# Task statement:
How many lines in the items below contain the word "each"? Reply with the number alone.
━━ Data in this exercise ━━
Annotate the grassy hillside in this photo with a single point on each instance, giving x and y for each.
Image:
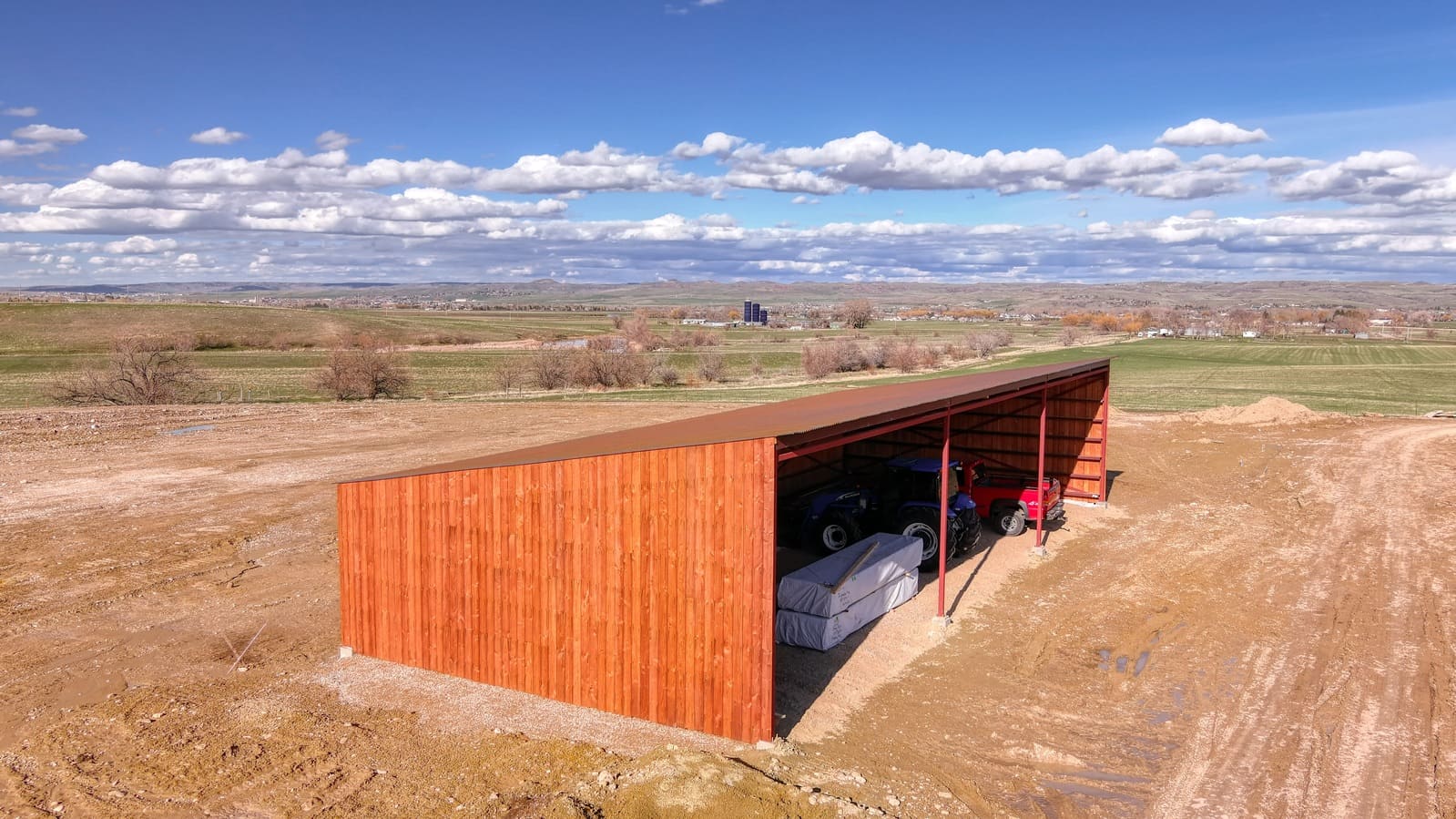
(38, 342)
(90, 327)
━━━
━━ Data in this exercise ━━
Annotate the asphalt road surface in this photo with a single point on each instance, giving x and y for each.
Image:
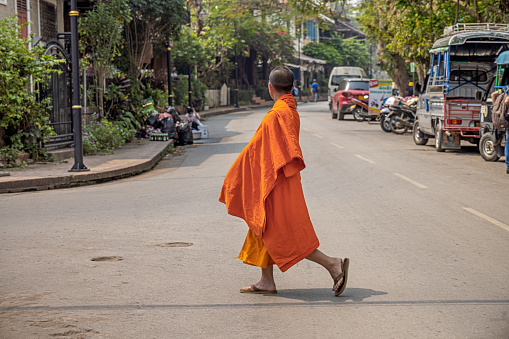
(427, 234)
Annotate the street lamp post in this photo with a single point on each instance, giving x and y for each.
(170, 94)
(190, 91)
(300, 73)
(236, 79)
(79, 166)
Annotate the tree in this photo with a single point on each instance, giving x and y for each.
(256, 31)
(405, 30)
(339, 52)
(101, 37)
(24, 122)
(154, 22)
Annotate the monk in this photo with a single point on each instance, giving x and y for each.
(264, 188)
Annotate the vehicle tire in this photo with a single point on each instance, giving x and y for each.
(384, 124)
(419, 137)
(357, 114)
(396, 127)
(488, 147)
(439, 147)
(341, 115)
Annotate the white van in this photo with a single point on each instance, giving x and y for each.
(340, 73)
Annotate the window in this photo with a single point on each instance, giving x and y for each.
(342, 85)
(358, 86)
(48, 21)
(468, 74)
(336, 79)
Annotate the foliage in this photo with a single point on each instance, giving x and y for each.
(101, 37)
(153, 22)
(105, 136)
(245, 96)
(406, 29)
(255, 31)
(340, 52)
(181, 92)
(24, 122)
━━━
# Result of this task:
9